─── SELECTED PASSAGE ───
Denote the minimizer of (4) as β^opt. By taking the derivative of (4) with respect to β* and setting it equal to zero, β^opt is the solution to

E (\frac{1 - π_{0} {d (X), X}}{π_{0} {d (X), X}} [Q_{0} {X, d (X)} - Q {X, d (X); β}] Q_{β} {X, d (X); β}) = 0,

(5)

where $Q_{β} (X, A; β) ≜ \partial Q (X, A; β) / \partial β$ .

Hence, if the outcome model $Q (X, A; β)$ is correct; that is, $Q (X, A; β_{0}) = Q_{0} (X, A)$ for some β₀, then in fact $β^{opt} = β_{0}$ . If the outcome model is incorrect, such $β^{opt}$ still exists and minimizes (4). However, the usual least squares estimates $β^{LS}$ solving $ℙ_{n} [{Y - Q (X, A; β)} Q_{β} (X, A; β)] = 0$ does not converge to this $β^{opt}$ . This explains why the usual DR estimator $\hat{V} (d; β^{LS})$ is sub-optimal when the outcome regression model is misspecified.
─── LISTED RECORDS ───
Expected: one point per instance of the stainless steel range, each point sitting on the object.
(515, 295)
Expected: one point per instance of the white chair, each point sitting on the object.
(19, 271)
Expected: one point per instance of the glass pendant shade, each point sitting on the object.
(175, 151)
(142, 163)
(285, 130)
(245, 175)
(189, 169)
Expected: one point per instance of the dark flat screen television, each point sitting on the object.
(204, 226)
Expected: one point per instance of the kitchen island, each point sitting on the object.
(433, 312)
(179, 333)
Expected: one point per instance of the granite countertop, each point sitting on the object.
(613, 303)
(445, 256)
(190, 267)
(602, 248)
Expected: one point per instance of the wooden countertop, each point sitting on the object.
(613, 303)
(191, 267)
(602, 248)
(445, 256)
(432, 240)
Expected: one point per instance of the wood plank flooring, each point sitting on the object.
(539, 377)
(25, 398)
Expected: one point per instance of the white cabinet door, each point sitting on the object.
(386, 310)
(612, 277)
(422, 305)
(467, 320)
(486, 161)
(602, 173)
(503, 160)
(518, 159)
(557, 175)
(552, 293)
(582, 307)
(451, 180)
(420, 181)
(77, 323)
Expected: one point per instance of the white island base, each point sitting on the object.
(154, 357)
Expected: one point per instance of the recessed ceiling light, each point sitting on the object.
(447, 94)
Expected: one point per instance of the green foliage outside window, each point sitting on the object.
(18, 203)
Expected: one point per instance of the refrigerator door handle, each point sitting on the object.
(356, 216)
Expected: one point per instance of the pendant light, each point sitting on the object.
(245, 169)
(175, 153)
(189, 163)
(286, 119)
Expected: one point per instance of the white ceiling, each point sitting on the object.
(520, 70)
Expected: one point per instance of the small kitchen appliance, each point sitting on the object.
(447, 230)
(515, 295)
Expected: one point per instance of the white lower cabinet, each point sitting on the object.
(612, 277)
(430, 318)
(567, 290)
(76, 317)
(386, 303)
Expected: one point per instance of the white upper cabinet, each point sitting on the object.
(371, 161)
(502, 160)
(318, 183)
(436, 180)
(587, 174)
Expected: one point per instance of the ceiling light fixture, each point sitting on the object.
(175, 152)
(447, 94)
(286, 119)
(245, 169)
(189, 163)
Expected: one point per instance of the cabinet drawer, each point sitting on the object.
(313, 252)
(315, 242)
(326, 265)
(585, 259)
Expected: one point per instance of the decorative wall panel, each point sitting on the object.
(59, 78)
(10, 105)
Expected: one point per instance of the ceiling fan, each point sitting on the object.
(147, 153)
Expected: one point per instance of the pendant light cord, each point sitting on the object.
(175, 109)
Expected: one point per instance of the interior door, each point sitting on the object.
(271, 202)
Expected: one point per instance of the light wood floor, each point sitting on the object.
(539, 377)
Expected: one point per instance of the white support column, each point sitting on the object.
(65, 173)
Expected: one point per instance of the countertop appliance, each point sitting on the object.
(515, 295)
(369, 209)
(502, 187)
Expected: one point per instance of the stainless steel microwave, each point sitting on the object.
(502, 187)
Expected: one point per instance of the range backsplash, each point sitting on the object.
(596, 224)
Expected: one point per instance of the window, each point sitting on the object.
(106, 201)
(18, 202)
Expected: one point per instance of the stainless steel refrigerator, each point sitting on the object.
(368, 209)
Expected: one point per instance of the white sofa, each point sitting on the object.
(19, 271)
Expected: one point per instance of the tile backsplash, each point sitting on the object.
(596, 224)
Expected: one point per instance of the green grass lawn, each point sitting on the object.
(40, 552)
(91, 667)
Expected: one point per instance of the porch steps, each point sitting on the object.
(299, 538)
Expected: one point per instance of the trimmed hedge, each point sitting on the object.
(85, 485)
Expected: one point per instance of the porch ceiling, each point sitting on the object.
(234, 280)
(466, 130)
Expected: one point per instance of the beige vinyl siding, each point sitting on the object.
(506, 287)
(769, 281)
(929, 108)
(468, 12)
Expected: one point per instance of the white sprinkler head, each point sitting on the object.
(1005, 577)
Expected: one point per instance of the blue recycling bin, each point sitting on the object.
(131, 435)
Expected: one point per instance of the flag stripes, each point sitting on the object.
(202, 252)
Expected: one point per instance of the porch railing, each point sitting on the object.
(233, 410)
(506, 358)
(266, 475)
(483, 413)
───
- _GIVEN TASK_
In the excerpt on the estimator β^opt, what happens to the usual least squares estimates β^LS when the outcome model is incorrect? The records come from a separate source, unrelated to the text.

- _COMPLETE OUTPUT_
They do not converge to β^opt.